Items from a data source
·····

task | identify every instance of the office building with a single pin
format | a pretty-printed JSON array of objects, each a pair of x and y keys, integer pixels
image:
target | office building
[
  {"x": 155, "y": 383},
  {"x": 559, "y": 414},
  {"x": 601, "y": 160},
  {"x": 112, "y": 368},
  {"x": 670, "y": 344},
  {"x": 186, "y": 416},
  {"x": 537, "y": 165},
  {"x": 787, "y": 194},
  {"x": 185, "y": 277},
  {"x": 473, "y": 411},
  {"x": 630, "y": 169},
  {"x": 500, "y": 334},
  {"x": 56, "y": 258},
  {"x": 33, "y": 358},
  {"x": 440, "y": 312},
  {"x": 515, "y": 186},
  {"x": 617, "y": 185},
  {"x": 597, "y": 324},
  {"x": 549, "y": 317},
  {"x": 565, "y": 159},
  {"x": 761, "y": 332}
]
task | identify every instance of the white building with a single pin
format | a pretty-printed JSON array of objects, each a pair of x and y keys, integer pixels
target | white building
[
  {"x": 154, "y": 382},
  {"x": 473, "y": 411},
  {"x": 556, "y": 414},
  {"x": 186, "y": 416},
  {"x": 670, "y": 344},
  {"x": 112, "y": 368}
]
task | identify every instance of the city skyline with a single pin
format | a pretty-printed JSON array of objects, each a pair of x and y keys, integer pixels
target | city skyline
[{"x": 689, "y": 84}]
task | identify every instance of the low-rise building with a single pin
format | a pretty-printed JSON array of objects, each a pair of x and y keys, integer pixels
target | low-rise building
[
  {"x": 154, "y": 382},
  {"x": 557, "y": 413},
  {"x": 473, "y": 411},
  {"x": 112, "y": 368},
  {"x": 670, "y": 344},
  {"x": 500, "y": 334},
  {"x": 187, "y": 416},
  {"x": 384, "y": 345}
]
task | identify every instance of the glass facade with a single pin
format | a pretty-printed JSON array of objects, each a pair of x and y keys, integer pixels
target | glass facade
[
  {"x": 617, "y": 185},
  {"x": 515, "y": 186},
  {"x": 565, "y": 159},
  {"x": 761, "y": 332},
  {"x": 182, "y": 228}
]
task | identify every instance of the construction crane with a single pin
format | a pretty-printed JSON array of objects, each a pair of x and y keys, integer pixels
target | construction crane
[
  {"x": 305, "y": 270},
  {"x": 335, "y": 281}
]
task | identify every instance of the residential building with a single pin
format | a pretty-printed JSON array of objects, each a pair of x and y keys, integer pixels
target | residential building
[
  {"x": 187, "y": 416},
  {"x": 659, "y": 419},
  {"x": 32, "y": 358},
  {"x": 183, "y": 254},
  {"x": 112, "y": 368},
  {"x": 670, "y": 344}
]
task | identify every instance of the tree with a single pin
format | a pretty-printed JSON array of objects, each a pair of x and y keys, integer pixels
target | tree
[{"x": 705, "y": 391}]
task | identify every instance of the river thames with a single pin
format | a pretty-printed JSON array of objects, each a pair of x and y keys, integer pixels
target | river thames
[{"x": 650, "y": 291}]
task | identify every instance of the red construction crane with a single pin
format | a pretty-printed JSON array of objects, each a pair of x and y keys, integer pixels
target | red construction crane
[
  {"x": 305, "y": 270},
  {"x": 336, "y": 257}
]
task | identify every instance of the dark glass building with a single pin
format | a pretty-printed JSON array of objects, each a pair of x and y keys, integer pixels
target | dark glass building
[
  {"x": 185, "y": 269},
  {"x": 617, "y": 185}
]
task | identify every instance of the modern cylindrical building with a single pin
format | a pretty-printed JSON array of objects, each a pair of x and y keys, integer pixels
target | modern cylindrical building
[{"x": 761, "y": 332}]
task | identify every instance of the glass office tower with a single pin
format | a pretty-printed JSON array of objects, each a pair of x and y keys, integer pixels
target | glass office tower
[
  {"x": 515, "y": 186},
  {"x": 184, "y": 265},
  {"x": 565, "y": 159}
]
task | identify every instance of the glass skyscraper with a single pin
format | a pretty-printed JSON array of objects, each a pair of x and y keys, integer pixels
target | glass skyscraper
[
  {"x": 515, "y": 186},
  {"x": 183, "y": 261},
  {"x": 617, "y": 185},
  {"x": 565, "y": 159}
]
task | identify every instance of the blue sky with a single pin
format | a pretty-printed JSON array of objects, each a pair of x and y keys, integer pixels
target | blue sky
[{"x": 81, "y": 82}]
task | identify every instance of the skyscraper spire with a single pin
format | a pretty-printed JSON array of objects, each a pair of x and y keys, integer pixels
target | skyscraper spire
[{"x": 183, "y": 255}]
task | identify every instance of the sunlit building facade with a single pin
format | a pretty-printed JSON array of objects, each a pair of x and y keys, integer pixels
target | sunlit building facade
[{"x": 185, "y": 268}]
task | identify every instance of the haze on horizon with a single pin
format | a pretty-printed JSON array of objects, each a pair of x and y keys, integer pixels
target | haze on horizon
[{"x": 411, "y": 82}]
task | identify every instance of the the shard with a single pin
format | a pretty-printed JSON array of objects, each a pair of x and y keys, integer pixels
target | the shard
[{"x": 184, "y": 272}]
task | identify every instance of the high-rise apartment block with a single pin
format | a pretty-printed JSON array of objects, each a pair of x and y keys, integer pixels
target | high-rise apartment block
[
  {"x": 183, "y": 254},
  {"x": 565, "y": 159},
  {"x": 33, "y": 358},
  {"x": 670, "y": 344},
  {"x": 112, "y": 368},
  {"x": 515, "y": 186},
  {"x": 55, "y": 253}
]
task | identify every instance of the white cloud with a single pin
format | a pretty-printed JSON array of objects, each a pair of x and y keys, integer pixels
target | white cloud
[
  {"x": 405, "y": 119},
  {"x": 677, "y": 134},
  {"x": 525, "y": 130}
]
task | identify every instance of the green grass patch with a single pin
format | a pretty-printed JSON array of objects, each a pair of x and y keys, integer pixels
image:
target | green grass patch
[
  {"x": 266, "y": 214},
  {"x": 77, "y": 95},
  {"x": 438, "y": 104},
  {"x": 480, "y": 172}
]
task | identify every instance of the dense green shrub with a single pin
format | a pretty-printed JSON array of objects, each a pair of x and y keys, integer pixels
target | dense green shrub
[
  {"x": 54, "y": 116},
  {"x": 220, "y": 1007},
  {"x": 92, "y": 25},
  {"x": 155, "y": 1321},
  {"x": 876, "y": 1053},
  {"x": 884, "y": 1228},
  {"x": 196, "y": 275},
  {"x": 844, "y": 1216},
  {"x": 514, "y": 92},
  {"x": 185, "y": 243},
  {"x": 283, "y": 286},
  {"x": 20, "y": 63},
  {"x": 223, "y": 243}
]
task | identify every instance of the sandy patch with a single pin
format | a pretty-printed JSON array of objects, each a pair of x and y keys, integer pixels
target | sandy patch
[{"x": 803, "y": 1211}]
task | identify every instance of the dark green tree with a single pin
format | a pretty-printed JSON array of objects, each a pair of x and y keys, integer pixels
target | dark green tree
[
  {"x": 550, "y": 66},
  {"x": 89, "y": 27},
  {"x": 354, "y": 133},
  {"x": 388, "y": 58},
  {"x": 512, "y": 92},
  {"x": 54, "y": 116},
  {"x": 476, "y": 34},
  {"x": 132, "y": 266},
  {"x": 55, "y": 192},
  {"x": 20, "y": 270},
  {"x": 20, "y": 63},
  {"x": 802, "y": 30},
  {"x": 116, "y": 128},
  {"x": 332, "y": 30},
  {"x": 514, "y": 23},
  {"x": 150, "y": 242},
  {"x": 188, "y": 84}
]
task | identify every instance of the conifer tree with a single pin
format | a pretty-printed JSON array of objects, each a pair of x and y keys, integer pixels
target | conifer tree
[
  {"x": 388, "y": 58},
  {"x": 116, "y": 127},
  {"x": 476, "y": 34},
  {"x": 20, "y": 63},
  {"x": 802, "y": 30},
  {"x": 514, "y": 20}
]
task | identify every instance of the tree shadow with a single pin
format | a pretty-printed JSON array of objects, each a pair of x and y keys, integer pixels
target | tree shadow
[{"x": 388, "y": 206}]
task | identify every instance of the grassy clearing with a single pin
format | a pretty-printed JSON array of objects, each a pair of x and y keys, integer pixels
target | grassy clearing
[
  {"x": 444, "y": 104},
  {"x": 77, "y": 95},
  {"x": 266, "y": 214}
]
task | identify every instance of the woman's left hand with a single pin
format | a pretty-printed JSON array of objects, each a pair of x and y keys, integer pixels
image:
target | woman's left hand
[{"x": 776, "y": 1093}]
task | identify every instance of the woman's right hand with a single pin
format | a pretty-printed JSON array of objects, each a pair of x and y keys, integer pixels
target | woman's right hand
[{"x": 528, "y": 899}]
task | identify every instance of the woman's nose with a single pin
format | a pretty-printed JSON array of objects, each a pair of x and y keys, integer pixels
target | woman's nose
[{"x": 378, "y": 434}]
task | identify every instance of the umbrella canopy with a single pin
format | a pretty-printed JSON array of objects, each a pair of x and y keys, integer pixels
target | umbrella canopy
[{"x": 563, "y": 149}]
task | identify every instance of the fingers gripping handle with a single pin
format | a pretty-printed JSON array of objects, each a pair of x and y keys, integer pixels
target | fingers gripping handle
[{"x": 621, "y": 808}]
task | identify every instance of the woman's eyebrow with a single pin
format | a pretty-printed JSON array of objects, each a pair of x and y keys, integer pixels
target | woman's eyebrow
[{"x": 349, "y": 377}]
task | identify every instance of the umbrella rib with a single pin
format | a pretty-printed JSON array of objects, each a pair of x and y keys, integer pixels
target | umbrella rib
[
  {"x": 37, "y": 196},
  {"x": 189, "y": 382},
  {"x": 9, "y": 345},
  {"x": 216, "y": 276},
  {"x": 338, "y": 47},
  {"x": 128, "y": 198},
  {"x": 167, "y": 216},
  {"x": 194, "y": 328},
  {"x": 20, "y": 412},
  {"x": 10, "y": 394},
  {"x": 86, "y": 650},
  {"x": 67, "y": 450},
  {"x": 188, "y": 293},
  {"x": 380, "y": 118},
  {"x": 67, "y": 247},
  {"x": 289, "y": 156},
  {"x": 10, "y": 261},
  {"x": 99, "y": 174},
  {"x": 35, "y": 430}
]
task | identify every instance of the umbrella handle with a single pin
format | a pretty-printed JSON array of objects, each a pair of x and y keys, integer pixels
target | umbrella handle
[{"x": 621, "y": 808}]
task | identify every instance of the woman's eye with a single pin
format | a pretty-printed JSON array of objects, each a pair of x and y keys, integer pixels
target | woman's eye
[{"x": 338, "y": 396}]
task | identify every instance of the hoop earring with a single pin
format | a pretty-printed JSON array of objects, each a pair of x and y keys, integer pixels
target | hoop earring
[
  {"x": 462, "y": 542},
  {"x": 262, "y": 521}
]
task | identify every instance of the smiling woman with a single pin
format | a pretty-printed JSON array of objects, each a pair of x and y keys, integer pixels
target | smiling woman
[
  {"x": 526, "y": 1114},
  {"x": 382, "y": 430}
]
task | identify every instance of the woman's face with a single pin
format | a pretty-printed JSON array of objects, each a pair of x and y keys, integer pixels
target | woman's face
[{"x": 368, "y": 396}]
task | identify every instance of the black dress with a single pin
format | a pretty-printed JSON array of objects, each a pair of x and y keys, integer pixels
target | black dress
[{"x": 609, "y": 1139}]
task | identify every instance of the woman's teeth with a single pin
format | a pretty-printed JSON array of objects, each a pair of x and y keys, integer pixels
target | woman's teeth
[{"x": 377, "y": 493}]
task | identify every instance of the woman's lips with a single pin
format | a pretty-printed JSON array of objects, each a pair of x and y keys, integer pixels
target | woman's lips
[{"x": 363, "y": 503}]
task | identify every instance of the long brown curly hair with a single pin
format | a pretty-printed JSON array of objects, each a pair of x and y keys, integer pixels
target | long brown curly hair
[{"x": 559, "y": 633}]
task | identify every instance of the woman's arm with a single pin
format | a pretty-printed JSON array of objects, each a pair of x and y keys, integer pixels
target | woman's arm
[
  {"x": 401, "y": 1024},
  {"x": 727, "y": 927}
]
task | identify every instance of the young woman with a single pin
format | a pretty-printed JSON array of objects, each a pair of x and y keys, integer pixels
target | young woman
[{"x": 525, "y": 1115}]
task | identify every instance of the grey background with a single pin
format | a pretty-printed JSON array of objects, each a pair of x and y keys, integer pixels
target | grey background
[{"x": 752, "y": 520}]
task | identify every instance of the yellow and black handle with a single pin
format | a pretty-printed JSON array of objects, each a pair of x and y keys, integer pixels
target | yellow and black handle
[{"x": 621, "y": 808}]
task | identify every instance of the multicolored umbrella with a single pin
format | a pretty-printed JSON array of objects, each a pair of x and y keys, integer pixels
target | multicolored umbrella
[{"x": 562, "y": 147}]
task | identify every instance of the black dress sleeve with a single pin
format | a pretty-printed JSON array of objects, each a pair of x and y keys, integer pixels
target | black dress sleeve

·····

Exercise :: Copy out exactly everything from the line containing "task | identify every instance of the woman's lips" down to the end of the material.

Result for this task ::
task | identify every instance of the woman's lips with a single pin
format | a pretty-printed JSON array of objects, each a pair of x and y keys, integer pixels
target | woman's lips
[{"x": 363, "y": 503}]
task | identify every instance of the long brown curly hair with a single pin
format | a pretty-printed JSON array of objects, each a pair of x and y keys, integer pixels
target | long brown curly hair
[{"x": 559, "y": 633}]
task | identify every instance of the woman's arm with a single pin
format | a pretty-printed JSON array of objects, each a pair of x and y keys, integer pixels
target | woman's arm
[
  {"x": 401, "y": 1024},
  {"x": 727, "y": 927}
]
task | identify every instance of the young woman with a single pin
format | a pretty-printed JSON array of objects, each a pair of x and y keys, integer pixels
target | young woman
[{"x": 525, "y": 1115}]
task | identify every instance of the grey background with a single pin
format | a pretty-printed JSON array of objects, each a pair of x and y keys, integer pixels
target | grey background
[{"x": 752, "y": 520}]
task | identify every instance of the yellow and black handle with a single pin
format | a pretty-printed JSON array of objects, each a pair of x and y keys, integer pixels
target | yellow and black handle
[{"x": 621, "y": 808}]
task | identify every instance of the multicolored umbrella with a single pin
format | a pretty-printed JSON array of objects, each a pair of x and y keys, integer pixels
target | multicolored umbrella
[{"x": 562, "y": 147}]
task | identify every instance of the black dress sleeve with a single pin
format | a pretty-printed JSON array of objects, each a pair of x and y keys, integer pixels
target | black dress sleeve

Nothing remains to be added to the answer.